*What you are asked to do*. Each line below with the word "head" needs to be copied.

[Stored data entries]
-------------------------
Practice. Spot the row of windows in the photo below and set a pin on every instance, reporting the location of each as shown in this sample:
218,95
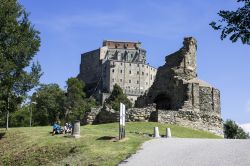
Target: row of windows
130,72
139,65
113,80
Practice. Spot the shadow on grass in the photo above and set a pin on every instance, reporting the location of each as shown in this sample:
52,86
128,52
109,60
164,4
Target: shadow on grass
1,135
111,138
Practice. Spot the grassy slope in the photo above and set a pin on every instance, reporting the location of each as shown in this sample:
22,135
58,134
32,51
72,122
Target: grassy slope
97,146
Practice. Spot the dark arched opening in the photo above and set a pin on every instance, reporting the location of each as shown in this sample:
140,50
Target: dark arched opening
163,102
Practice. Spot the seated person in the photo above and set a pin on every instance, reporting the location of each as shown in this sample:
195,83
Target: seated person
67,128
56,129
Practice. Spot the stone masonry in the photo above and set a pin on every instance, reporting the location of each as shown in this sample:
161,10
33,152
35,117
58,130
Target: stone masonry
180,97
116,62
177,96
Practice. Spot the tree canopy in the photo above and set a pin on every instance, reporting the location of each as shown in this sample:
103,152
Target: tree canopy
19,42
235,24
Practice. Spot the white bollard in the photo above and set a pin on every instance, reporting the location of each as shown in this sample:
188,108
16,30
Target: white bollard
156,132
168,133
76,129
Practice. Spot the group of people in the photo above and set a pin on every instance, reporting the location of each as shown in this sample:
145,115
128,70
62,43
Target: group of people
57,129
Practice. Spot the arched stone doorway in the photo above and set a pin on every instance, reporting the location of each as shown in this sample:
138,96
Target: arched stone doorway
163,102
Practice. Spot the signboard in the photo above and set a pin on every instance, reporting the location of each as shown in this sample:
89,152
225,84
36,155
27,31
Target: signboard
122,121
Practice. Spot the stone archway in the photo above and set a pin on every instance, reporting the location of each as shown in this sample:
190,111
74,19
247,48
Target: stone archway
163,102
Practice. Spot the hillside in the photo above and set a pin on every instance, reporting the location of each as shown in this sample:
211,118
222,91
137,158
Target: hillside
98,144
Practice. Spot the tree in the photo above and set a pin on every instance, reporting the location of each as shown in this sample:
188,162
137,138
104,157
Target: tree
235,23
117,96
49,104
19,42
76,103
233,131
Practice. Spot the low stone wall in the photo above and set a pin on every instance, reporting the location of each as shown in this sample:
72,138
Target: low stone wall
141,114
108,115
195,120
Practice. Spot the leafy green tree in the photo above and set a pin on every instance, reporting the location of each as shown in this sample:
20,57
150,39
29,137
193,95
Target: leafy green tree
235,23
21,117
19,42
76,103
49,104
117,96
233,131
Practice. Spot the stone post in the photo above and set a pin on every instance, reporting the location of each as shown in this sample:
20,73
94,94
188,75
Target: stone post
156,132
76,129
168,133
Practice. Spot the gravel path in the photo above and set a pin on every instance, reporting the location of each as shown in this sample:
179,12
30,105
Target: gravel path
191,152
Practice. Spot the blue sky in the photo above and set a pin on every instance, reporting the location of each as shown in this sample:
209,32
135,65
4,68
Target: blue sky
69,28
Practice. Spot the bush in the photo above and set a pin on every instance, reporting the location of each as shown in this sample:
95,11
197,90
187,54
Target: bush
233,131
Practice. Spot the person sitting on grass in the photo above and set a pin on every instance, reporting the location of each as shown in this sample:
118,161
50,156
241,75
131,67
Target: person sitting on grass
56,129
67,128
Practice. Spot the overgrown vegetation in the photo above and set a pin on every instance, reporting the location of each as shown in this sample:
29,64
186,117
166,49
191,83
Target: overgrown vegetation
98,144
235,23
19,42
234,131
117,96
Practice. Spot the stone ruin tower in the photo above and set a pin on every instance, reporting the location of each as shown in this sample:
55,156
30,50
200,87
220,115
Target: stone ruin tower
180,97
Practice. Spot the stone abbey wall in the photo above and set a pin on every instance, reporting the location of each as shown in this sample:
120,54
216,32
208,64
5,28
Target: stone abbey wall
117,62
176,96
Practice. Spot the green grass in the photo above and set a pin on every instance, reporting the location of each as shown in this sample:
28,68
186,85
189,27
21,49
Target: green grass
97,145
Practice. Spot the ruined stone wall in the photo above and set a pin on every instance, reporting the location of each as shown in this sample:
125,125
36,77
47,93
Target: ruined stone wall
180,97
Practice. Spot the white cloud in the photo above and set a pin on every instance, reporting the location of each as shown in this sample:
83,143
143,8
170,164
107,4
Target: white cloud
246,127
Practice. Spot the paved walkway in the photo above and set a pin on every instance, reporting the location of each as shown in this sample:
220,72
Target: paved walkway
191,152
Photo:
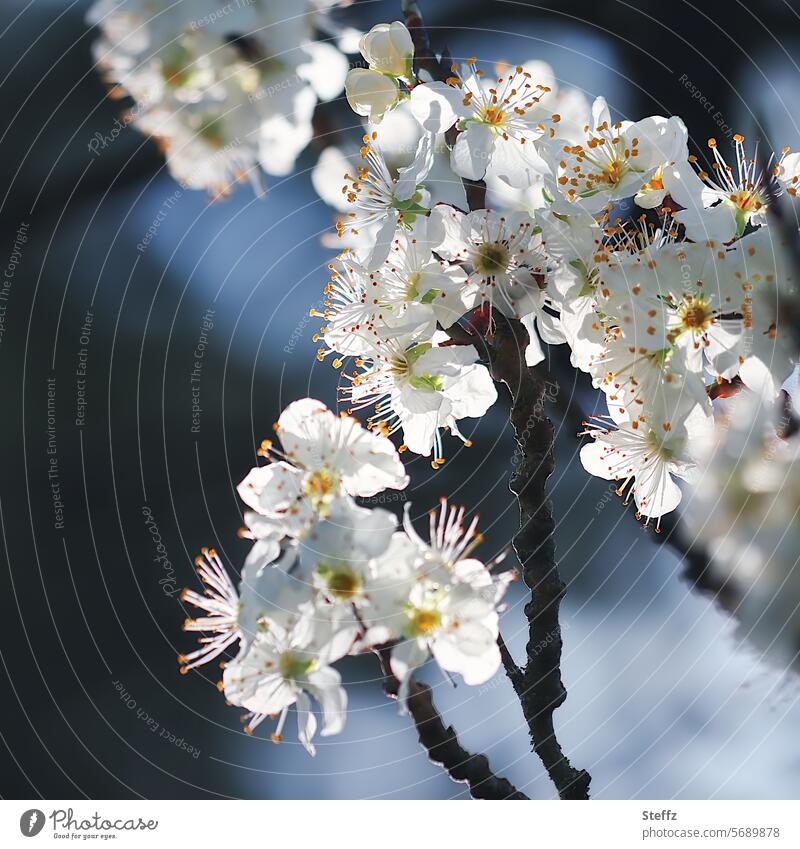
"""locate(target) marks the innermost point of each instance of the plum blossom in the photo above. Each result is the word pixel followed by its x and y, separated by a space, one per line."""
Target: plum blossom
pixel 324 457
pixel 420 388
pixel 285 667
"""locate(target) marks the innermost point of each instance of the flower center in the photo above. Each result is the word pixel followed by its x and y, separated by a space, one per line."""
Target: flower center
pixel 294 666
pixel 614 171
pixel 342 584
pixel 320 487
pixel 422 623
pixel 494 115
pixel 695 314
pixel 412 293
pixel 491 258
pixel 746 201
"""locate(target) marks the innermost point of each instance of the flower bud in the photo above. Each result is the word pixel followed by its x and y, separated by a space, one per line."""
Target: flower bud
pixel 389 49
pixel 371 93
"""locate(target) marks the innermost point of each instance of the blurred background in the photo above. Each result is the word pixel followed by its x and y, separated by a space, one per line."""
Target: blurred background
pixel 98 344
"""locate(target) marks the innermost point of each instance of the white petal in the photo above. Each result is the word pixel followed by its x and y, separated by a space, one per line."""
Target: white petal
pixel 472 151
pixel 436 106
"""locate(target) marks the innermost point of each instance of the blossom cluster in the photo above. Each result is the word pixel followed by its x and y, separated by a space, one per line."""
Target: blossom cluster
pixel 326 578
pixel 745 509
pixel 224 90
pixel 660 308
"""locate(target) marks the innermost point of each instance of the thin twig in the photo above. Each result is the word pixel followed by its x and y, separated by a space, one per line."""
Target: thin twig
pixel 441 742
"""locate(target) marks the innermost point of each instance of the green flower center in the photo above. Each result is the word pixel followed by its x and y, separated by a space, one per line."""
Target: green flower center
pixel 491 258
pixel 423 622
pixel 294 666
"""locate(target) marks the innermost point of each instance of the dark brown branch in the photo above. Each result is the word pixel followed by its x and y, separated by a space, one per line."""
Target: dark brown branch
pixel 538 684
pixel 441 742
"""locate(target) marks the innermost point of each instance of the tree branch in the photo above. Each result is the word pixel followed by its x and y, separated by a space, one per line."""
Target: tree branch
pixel 441 742
pixel 538 684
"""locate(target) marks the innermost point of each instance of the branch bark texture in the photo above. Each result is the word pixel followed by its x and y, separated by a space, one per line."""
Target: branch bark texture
pixel 538 684
pixel 441 742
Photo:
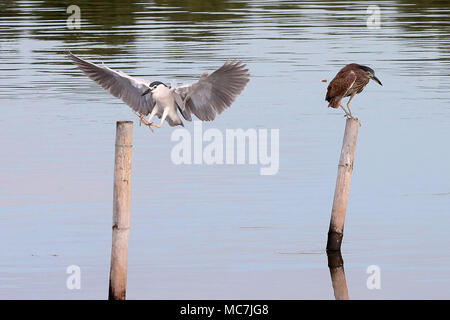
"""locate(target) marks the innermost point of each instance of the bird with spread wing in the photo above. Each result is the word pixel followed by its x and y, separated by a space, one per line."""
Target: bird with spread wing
pixel 205 98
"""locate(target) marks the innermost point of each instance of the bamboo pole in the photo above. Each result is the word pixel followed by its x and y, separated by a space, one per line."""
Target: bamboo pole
pixel 121 211
pixel 345 168
pixel 336 265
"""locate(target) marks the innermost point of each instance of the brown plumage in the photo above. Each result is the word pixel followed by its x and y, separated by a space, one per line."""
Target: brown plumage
pixel 348 82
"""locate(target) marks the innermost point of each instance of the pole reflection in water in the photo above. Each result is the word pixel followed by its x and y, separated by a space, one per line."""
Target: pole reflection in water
pixel 336 265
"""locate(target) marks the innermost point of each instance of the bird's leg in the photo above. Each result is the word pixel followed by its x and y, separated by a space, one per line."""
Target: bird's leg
pixel 141 117
pixel 152 114
pixel 164 116
pixel 347 115
pixel 348 105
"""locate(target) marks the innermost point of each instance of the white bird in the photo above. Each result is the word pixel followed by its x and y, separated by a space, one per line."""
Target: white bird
pixel 205 98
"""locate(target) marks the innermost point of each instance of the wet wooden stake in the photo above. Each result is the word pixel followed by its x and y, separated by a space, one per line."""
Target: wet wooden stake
pixel 345 168
pixel 336 265
pixel 121 211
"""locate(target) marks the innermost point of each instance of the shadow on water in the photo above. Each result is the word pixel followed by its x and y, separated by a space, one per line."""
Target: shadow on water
pixel 337 273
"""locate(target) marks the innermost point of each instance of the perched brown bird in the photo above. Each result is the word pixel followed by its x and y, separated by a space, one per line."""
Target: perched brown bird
pixel 349 81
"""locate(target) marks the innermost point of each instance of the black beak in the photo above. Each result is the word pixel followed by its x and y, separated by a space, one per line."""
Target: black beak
pixel 145 92
pixel 377 80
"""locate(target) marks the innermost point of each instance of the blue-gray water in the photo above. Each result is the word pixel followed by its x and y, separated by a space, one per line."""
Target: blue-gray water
pixel 223 231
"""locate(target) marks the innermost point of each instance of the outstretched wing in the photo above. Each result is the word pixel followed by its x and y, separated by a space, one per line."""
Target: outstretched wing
pixel 119 84
pixel 213 93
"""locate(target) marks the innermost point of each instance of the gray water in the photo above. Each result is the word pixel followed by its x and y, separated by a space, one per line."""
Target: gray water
pixel 225 231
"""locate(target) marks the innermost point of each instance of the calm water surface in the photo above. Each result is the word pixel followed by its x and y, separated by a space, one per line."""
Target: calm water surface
pixel 226 231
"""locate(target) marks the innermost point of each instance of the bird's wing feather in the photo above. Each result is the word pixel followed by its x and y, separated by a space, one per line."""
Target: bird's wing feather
pixel 213 93
pixel 119 84
pixel 340 85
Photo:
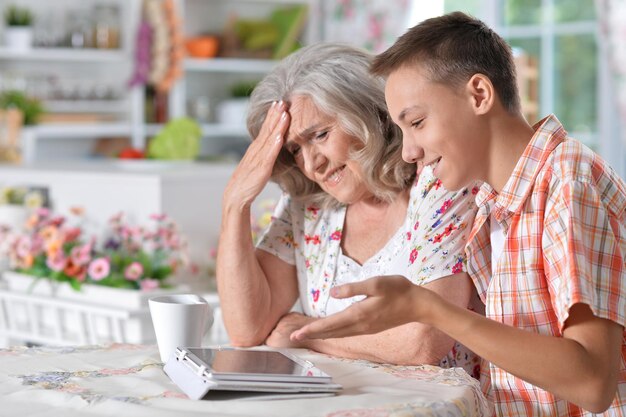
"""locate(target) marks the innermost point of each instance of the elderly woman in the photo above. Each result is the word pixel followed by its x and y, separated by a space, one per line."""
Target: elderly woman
pixel 352 209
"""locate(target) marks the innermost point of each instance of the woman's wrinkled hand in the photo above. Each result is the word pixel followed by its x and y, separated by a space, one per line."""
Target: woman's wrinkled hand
pixel 279 338
pixel 255 168
pixel 391 301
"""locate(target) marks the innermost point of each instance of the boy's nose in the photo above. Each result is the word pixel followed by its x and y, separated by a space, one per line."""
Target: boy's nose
pixel 411 153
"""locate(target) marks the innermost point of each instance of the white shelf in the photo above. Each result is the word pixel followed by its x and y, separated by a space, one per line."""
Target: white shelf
pixel 79 131
pixel 86 106
pixel 216 129
pixel 230 65
pixel 64 54
pixel 208 130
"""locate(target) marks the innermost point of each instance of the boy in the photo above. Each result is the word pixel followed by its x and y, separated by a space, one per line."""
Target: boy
pixel 547 250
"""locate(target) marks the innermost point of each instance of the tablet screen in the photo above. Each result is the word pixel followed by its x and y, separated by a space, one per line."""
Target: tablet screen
pixel 255 364
pixel 248 362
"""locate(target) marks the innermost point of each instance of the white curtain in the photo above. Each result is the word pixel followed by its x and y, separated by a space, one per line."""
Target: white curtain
pixel 612 20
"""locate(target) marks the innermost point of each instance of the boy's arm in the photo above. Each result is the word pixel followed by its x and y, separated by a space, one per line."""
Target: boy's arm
pixel 580 367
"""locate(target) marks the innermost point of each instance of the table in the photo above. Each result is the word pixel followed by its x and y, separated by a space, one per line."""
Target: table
pixel 128 380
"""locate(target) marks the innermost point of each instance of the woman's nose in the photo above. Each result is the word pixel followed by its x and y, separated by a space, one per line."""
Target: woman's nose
pixel 314 160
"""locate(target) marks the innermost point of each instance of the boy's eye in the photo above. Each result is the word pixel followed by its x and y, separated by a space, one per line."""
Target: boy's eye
pixel 417 123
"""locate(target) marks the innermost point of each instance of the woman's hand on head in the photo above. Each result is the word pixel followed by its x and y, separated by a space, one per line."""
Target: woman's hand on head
-------------------------
*Exercise output*.
"""locate(target) marks the innermost point of each instance of the woman's hand on head in the photo above. Each result is the word pixel followed by its x and y, separated by a space, one per line."""
Target: woman's hand on head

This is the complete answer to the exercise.